• Page excerpt
———

As submerged plant invasions are often not identified until individual plants have reached the water’s surface, chances of an early response for control and management are small. Although the presence of submerged plants can initially improve water quality through increasing levels of dissolved oxygen in the water column (Brix & Shierup, 1989; Jha et al., 2015; Kelly et al., 2015), when populations explode, the dense monoculture stands have negative implications similar to those of floating invasive plants. These include damage to hydro-electrical equipment, decreased water quality and biodiversity, reduction in flow rate, limitations to water access, as well as altering nutrient regimes and sedimentation which may increase flood risk (Chen & Barko, 1988; Barko et al., 1988; Vermaat et al., 2000; Bickel & Closs, 2008; Yarrow et al., 2009; Stiers et al., 2011).

This study proposes that in the systems dominated by floating invasive plants, the application of biological control agents rapidly diminishes the dense mats, and their decay results in a sudden influx of nutrients and increased light levels in the water column (Jewell, 1971; Hill, 1979; Shilla et al., 2006; Chimney & Pietro, 2006; Longhi et al., 2008). This process, further fueled by external nutrient loading, creates a resource-rich and poorly occupied habitat that is vulnerable to plant colonization.

The fundamental processes involved in biological control result in community level trophic cascade effects, yet understanding of the long-term and wider scale consequences that this has on systems is limited (Polis et al., 2000; Carvalheiro et al., 2008; Simberloff, 2014; Nofemela, 2013; López-Núñez et al., 2017). Historically, biological control research stems from a bi-trophic perspective; exploring interactions between a target weed and its potential agent. This species-level approach to managing invasive plants may help with immediate issues related to their establishment. However, exploring multi-trophic cascade effects would paint a more holistic picture of the impacts control can have, thus saving time and resources as well as increasing system sustainability.

———

• Things to do
**1)** Quote the part of the excerpt on aquatic plant invasions that opens with the words containing "The fundamental processes" and closes with "increasing system sustainability.".
**2)** Answer these questions from the excerpt on aquatic plant invasions.
(a) When are submerged plant invasions often first identified?
(b) What two changes in the water column result from the decay of the floating mats?
(c) From what perspective has biological control research historically stemmed?
Rely only on the excerpt on aquatic plant invasions, with no outside sources.

———

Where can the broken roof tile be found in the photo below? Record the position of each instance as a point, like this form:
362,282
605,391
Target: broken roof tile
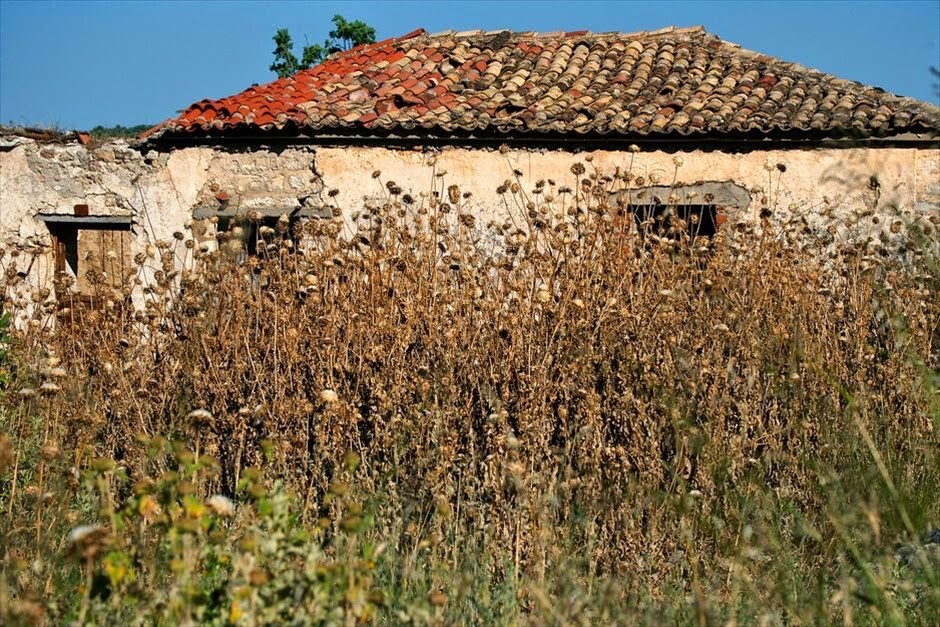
668,82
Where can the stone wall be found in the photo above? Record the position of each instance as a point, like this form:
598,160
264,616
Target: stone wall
160,192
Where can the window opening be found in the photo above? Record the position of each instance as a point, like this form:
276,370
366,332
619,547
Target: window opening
95,251
675,221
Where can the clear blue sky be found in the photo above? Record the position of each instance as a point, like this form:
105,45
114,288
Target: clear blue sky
77,64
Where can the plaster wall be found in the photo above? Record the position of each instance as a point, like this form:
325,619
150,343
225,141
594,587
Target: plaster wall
829,180
160,191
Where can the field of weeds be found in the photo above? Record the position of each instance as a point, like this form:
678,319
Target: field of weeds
577,418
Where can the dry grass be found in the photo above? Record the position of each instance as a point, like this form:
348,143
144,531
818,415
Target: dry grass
553,421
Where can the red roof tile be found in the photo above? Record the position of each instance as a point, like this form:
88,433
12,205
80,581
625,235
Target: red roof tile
670,82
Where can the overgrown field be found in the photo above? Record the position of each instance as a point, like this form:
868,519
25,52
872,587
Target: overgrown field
427,419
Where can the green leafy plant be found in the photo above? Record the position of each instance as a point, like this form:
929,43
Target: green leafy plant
345,35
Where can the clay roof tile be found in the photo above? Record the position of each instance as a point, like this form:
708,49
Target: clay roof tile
672,81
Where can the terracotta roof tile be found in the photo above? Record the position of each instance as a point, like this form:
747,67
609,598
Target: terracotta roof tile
669,82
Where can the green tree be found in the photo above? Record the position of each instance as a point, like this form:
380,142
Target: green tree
344,36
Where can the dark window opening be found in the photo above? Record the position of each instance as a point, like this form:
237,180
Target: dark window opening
93,253
676,221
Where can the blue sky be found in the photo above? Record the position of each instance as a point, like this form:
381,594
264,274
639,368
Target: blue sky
77,64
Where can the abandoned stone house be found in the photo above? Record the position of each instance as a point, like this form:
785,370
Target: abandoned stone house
691,115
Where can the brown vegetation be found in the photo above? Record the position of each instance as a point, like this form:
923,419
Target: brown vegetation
550,421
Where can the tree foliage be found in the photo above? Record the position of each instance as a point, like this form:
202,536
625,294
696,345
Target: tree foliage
344,36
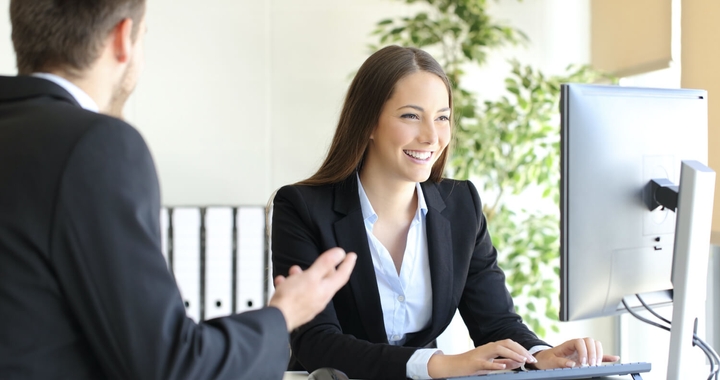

———

• Solutions to each task
**1)**
The fundamental processes involved in biological control result in community level trophic cascade effects, yet understanding of the long-term and wider scale consequences that this has on systems is limited (Polis et al., 2000; Carvalheiro et al., 2008; Simberloff, 2014; Nofemela, 2013; López-Núñez et al., 2017). Historically, biological control research stems from a bi-trophic perspective; exploring interactions between a target weed and its potential agent. This species-level approach to managing invasive plants may help with immediate issues related to their establishment. However, exploring multi-trophic cascade effects would paint a more holistic picture of the impacts control can have, thus saving time and resources as well as increasing system sustainability.

**2)**
(a) They are often not identified until individual plants have reached the water's surface.
(b) The decay brings a sudden influx of nutrients and increased light levels.
(c) It stems from a bi-trophic perspective, which explores interactions between a target weed and its potential agent.